Material shown
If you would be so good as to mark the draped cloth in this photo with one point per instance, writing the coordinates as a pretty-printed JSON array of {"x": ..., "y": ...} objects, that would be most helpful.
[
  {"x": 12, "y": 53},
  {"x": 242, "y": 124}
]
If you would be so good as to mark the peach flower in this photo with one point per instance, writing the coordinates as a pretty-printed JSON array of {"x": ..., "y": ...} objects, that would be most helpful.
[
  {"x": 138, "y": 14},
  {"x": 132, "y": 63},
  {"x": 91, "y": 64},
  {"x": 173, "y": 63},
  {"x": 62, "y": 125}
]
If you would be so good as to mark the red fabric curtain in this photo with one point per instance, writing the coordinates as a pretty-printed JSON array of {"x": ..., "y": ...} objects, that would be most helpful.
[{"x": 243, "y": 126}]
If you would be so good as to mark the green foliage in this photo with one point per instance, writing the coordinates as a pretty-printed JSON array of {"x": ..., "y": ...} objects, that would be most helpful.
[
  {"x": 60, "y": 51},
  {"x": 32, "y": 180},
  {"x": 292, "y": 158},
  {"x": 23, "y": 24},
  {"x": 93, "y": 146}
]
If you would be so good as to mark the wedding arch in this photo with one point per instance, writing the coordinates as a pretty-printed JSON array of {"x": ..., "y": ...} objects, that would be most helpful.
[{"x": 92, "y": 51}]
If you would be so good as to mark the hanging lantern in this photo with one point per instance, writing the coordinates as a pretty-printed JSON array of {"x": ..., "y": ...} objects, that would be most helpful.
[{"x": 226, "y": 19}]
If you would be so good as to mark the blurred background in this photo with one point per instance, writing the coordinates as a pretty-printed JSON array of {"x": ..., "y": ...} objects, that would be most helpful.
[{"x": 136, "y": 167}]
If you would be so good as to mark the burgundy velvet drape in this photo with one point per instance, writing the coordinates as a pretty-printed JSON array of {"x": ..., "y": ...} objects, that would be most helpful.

Problem to work on
The entries above must be returned in full, exactly as shown.

Worked solution
If you would be so good as to mark the draped cloth in this photo with one point per instance, writing the coordinates as a pretty-printed JSON array of {"x": ..., "y": ...} objects, that would be most helpful.
[
  {"x": 12, "y": 53},
  {"x": 242, "y": 124}
]
If you would be so good as to mark the peach flower in this photo with one point per instance, writing the coordinates as a pretty-printed JSON array of {"x": ..., "y": ...} objects, that would be most helpful.
[
  {"x": 138, "y": 14},
  {"x": 132, "y": 63},
  {"x": 91, "y": 64},
  {"x": 173, "y": 63},
  {"x": 62, "y": 125}
]
If you would be so good as to mark the red fabric curtain in this photo with one point per instance, writing the coordinates as a pretty-printed JSON array of {"x": ..., "y": ...} objects, that would be most helpful.
[{"x": 243, "y": 126}]
If you would be so good as to mark the green foliage in this photo with one point per instance, writing the coordinates as a pretty-printed JSON array of {"x": ..., "y": ...} objects, that would be most helpful.
[
  {"x": 60, "y": 51},
  {"x": 32, "y": 180},
  {"x": 292, "y": 158},
  {"x": 23, "y": 24},
  {"x": 93, "y": 146}
]
If you would be so good as to mark the wedding arch in this photo with one point per instance, writing the coordinates as a pretty-printed JSON array of {"x": ..., "y": ...} objects, that would be most helpful.
[{"x": 92, "y": 51}]
If you would be so good as to mark the hanging lantern in this photo with one point per instance, writing the coordinates as a pretty-printed JSON array of {"x": ..., "y": ...} objects, that would be most helpful.
[{"x": 226, "y": 19}]
If you would be so good as to mark the blurred background in this photo with one point per instance, writing the coordinates as a pretty-printed JSON array of {"x": ..., "y": ...} objects, that would be most helpful.
[{"x": 136, "y": 167}]
If you would be so good as to mark the burgundy velvet drape in this photo with one point per instance, writing the coordinates as a pretty-printed JSON array of {"x": ..., "y": ...} objects, that would be most helpful.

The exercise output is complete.